▶ Provided entries

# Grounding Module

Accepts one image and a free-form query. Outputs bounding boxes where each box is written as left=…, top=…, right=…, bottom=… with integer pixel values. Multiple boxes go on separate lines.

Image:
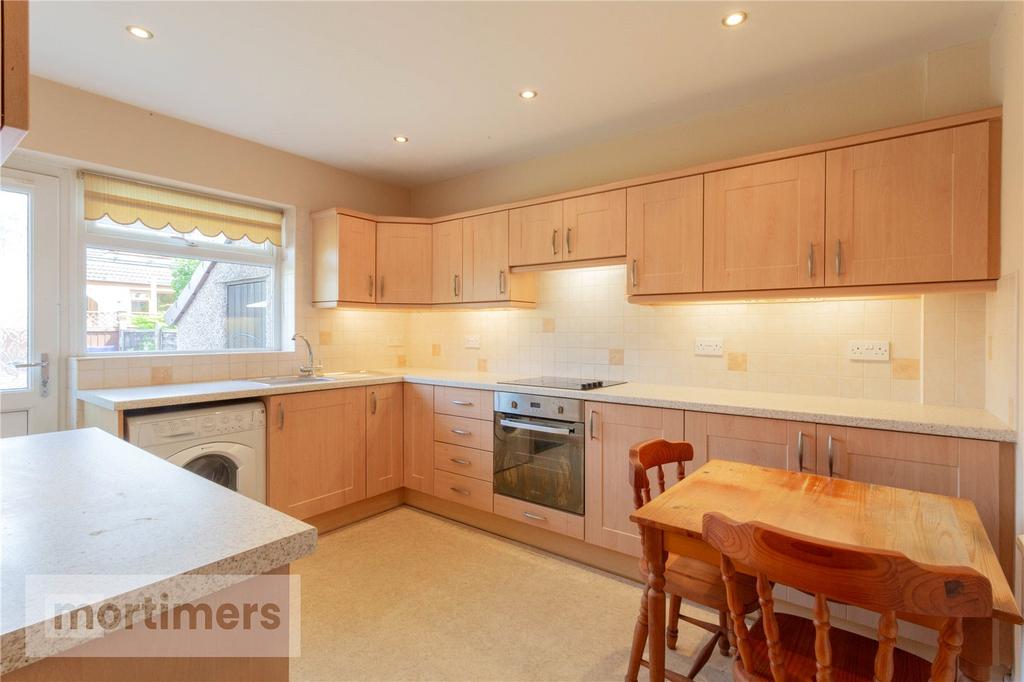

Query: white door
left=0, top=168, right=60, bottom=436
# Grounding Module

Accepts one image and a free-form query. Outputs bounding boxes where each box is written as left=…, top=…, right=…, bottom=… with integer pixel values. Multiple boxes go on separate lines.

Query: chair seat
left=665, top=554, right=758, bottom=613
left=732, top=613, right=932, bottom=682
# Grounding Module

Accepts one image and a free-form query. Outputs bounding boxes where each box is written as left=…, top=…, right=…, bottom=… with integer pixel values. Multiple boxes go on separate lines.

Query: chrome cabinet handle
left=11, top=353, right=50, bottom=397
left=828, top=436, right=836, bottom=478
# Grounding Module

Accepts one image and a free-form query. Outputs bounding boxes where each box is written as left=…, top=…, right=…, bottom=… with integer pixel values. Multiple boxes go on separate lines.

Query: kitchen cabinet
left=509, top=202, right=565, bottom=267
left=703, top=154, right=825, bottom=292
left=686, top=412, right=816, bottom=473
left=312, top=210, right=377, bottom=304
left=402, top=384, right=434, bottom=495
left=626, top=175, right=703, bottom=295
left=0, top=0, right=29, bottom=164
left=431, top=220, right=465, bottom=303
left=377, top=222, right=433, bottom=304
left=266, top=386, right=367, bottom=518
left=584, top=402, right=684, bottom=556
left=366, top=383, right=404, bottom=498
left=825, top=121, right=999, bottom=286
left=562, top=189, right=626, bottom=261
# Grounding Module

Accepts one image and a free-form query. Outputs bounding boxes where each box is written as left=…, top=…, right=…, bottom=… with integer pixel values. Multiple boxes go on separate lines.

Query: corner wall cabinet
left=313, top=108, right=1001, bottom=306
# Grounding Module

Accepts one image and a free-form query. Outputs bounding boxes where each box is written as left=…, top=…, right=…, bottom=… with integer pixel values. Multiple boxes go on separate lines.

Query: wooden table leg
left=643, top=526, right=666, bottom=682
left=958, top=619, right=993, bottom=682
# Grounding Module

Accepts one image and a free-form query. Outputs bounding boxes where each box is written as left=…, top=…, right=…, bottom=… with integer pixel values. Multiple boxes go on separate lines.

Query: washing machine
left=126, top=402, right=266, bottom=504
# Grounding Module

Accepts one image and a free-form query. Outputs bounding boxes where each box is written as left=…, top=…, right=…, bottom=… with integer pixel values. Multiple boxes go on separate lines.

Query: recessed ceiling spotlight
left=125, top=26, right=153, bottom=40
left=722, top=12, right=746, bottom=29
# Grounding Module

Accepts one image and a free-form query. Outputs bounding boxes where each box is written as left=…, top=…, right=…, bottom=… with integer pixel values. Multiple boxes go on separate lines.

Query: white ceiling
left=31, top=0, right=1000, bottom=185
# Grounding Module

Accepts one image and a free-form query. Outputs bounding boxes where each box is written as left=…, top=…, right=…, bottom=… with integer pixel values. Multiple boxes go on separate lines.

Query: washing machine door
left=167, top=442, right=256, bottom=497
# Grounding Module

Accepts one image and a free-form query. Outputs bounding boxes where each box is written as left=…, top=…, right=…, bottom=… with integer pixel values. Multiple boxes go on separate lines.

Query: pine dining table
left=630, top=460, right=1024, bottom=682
--
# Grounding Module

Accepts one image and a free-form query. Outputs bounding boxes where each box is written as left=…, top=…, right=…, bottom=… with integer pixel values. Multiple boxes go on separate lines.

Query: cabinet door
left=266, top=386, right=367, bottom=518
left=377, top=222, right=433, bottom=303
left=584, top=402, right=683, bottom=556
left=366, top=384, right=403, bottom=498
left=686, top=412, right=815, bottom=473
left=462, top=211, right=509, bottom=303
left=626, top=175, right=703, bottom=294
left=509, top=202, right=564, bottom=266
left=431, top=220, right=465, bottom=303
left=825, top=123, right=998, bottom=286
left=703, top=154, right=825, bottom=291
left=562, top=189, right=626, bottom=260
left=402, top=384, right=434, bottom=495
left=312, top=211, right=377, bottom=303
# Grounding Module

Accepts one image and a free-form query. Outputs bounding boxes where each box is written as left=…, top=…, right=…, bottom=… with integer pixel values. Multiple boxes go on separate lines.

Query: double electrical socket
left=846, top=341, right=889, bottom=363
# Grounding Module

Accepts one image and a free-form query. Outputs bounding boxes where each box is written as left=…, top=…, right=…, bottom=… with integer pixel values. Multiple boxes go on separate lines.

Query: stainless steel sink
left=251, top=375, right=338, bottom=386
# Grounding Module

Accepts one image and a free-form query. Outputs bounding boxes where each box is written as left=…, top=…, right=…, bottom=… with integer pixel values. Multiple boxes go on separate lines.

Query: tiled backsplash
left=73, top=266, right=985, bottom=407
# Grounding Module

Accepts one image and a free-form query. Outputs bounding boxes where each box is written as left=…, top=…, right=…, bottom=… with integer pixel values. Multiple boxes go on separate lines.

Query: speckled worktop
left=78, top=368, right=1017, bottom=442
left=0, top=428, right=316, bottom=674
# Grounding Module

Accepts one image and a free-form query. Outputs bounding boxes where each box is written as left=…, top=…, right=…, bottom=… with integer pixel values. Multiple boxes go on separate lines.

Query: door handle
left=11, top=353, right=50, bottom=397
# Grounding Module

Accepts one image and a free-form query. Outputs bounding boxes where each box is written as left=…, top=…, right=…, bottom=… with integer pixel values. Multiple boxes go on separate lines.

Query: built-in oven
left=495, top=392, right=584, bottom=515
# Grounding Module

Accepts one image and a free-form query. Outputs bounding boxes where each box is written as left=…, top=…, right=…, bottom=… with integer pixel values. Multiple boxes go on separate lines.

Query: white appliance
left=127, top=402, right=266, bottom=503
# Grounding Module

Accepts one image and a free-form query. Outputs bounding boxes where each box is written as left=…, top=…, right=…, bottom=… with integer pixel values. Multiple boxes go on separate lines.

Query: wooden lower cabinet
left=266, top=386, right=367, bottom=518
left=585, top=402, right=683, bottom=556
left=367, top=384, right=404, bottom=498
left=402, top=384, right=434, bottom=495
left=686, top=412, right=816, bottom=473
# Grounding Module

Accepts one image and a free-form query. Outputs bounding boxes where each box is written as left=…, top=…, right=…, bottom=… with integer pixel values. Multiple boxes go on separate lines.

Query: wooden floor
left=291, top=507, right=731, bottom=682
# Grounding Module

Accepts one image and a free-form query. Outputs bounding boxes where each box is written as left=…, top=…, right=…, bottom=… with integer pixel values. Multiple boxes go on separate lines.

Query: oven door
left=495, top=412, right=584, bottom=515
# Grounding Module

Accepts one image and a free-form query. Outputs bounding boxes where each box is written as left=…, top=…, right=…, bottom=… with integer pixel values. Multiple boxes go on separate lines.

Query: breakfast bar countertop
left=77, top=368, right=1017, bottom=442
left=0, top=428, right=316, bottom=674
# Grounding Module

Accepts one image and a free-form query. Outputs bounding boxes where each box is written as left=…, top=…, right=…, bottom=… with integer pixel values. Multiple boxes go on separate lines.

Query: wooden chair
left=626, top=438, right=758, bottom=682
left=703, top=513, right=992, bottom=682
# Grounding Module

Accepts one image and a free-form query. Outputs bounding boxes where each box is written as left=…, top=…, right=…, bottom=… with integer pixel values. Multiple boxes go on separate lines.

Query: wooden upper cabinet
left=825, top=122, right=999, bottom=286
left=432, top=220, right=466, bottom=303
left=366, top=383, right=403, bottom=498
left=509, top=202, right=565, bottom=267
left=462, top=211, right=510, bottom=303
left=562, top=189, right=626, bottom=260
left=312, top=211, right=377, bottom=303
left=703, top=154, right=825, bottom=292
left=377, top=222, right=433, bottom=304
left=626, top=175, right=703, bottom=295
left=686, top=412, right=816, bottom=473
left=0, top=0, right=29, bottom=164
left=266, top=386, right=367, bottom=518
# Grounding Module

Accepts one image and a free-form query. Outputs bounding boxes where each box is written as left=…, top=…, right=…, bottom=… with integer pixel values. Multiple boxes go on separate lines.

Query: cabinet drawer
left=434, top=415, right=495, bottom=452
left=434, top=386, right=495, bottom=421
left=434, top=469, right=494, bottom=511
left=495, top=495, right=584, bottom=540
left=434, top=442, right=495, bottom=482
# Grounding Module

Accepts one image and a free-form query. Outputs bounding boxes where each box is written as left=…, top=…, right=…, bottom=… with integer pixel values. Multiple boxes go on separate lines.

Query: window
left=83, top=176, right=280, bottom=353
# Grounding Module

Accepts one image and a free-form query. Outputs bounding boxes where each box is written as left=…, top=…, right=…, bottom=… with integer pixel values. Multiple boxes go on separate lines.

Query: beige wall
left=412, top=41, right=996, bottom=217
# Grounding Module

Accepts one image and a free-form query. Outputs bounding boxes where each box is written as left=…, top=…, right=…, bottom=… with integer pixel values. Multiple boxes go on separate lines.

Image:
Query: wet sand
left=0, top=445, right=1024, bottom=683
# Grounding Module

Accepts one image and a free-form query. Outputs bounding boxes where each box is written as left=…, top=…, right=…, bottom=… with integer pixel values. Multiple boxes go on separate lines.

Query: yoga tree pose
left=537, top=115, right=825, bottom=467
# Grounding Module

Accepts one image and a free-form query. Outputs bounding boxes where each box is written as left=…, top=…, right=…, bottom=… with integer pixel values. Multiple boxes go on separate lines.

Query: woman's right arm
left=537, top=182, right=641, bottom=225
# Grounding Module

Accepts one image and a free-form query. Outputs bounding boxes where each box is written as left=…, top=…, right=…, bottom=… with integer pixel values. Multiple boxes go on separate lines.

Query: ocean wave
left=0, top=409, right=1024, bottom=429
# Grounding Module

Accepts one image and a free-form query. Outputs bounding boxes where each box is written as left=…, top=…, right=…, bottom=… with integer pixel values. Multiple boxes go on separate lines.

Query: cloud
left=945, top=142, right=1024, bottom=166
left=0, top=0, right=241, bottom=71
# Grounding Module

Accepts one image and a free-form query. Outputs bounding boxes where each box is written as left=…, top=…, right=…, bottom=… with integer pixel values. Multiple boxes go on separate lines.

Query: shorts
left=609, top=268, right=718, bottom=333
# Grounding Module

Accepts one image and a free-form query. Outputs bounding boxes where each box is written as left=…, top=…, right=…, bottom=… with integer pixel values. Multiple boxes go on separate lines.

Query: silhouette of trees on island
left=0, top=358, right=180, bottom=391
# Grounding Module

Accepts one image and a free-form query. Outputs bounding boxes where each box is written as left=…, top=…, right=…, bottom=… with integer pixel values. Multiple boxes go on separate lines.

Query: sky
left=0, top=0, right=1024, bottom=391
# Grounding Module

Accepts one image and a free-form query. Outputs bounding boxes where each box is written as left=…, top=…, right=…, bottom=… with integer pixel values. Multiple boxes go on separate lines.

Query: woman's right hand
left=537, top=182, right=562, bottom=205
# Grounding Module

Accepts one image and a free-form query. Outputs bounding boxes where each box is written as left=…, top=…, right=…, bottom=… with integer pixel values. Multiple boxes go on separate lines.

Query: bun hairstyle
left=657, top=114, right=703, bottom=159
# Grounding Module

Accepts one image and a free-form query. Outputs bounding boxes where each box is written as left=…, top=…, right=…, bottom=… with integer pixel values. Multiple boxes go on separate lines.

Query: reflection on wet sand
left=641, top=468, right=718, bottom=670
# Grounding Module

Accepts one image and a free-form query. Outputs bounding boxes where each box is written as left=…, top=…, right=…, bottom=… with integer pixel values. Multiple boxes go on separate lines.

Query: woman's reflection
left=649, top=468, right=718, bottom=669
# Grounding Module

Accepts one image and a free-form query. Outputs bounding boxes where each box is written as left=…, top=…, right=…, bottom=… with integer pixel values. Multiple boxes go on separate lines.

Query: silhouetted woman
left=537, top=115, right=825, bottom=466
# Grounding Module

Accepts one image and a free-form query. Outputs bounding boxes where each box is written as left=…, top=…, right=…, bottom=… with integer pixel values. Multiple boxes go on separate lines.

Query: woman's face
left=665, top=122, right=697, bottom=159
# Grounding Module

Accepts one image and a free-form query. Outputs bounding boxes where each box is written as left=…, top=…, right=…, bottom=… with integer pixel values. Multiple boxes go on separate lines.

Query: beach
--
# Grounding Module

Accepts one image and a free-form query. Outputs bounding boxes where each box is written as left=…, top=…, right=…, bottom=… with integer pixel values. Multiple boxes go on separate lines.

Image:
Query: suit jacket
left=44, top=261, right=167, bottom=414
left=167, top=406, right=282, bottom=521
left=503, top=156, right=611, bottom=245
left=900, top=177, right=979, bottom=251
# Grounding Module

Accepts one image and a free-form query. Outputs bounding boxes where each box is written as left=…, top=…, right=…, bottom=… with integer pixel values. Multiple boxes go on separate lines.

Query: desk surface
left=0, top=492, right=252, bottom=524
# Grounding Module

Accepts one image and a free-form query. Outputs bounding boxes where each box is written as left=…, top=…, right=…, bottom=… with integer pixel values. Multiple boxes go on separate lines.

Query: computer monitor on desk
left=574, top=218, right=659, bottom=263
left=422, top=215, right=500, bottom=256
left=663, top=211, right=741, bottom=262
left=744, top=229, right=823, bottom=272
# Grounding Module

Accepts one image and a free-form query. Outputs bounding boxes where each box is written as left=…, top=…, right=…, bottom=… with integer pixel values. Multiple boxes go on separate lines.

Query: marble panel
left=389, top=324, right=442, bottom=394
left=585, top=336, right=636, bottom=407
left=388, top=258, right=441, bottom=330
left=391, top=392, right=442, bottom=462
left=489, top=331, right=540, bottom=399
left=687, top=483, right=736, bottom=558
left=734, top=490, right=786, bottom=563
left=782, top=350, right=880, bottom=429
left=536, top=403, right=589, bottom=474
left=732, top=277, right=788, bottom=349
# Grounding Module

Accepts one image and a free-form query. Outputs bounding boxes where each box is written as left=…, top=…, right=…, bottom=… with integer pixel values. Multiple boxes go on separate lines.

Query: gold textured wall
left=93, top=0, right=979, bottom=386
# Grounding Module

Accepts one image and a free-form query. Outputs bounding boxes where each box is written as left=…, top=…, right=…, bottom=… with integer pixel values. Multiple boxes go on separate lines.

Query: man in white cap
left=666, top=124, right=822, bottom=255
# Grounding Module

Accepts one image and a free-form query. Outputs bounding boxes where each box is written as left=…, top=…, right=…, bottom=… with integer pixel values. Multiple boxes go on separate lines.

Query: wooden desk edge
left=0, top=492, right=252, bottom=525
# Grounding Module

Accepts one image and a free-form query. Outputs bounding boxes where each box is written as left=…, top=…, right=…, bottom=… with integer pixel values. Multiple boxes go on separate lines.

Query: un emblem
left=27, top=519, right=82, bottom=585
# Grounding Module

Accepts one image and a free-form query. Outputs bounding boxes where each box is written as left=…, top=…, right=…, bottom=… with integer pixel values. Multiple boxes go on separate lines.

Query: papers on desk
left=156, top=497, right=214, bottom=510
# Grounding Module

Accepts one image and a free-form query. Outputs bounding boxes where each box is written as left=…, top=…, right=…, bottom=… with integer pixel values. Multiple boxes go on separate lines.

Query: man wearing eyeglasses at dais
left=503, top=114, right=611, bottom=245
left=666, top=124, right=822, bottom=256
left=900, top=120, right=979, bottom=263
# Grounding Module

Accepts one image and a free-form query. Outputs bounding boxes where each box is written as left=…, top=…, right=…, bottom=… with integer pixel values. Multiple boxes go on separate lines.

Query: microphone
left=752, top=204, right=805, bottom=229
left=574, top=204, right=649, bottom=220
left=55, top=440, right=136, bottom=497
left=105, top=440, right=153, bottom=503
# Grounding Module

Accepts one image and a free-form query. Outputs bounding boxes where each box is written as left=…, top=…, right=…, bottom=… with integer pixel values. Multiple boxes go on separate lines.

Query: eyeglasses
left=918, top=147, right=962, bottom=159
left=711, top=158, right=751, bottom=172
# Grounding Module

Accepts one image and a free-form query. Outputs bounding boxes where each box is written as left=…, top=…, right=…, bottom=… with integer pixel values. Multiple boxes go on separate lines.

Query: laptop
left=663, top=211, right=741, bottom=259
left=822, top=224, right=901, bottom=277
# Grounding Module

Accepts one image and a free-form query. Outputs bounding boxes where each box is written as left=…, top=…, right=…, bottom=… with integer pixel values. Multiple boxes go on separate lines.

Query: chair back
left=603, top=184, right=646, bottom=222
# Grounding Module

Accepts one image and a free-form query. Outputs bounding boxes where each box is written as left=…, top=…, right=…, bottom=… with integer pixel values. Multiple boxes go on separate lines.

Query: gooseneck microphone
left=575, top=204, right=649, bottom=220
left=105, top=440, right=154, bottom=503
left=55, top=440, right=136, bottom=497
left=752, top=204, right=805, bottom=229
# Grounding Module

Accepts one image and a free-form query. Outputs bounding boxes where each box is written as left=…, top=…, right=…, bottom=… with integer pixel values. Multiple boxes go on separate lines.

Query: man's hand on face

▶ Required work
Identify every line in the records that contains the string "wooden", matching case exactly, and copy each of those lines.

▶ Correct response
Query: wooden table leg
Query: wooden lower cabinet
Query: wooden floor
Query: wooden chair
Query: wooden upper cabinet
Query: wooden desk edge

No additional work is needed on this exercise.